▸ **Description of the task**
Reproduce the stretch from "Can you really" through "more to it." in the passage about Kanan and Hera.

▸ **Excerpt**
......

This really hit me way back in season two, in the episode “The Protector of Concord Dawn”. When Hera is hurt badly in an attempt to persuade the Mandalorian faction the Protectors to join the Rebel cause, Kanan chooses to go back to Concord Dawn and try again, while Sabine is bent on taking revenge on those that hurt Hera. When Sabine sneaks on board the Phantom as he’s taking off, he tells her that he’s giving the Protectors another chance. Even though they explicitly said “No thanks” the first time and almost killed the Ghost crew’s captain and team leader. He knows that these Mandos can be a huge help to the Rebellion, and that it’s what Hera would have wanted them to do. This becomes a running theme throughout the episode, as Kanan continues to staunchly believe that some people just need a second (or maybe third or even fourth) chance, like the one he was given. It struck me that this was his way of carrying on what Hera did for him: she gave him a second chance, put up with all his annoying flirting and attempts to get out of everything, and in the end he saw just how important the cause of the fight against the Empire was. And that made a huge impact on him.
Can you really blame the guy for having an attachment to her? I know I’d certainly have an attachment to any person who did all that for me, whether there was any more to it than that or not.
But for them, there is more to it.

......

▸ **Data lines**
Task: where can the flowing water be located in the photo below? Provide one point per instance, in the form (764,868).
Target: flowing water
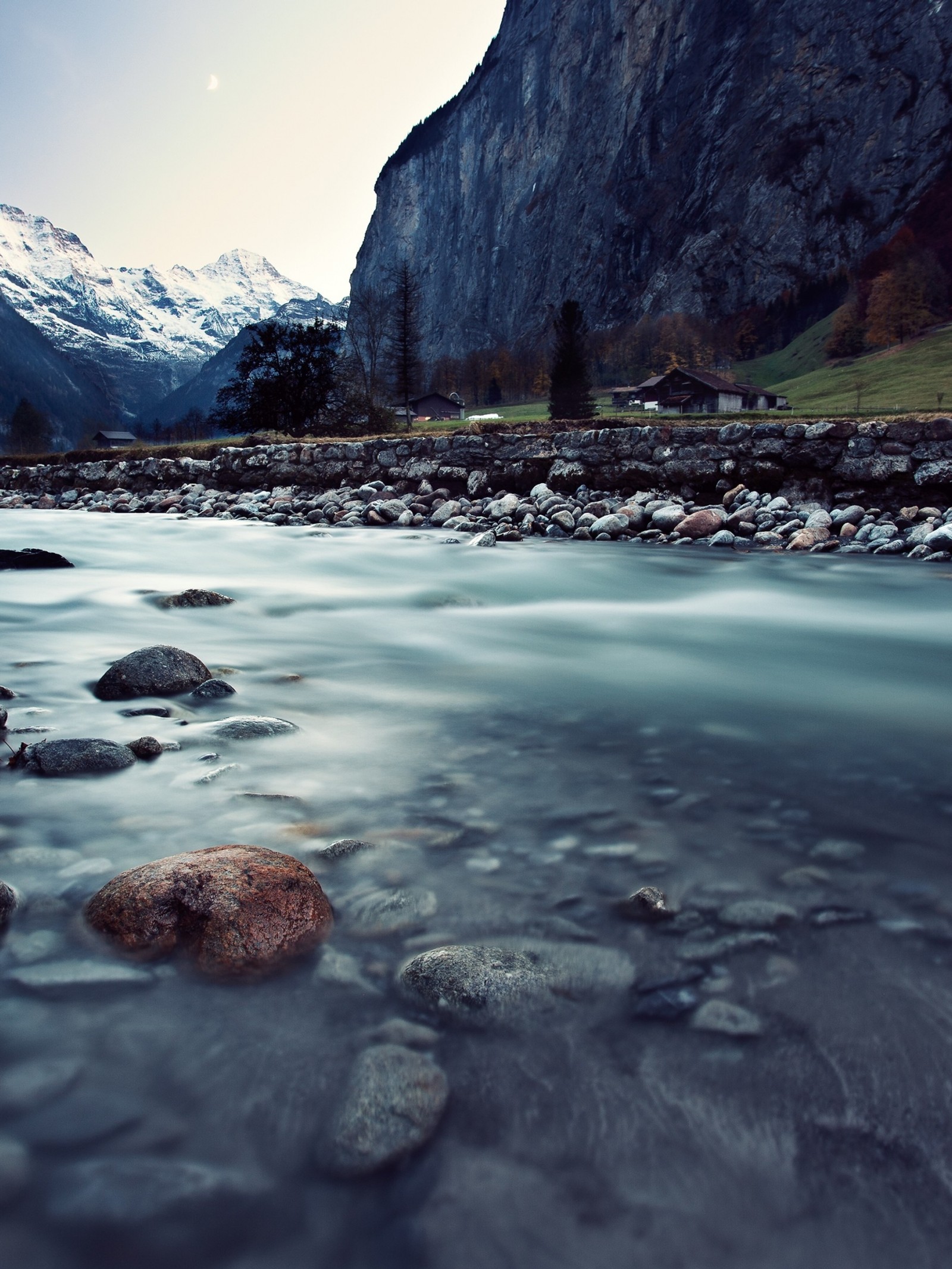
(530,734)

......

▸ **Solution for this task**
Can you really blame the guy for having an attachment to her? I know I’d certainly have an attachment to any person who did all that for me, whether there was any more to it than that or not.
But for them, there is more to it.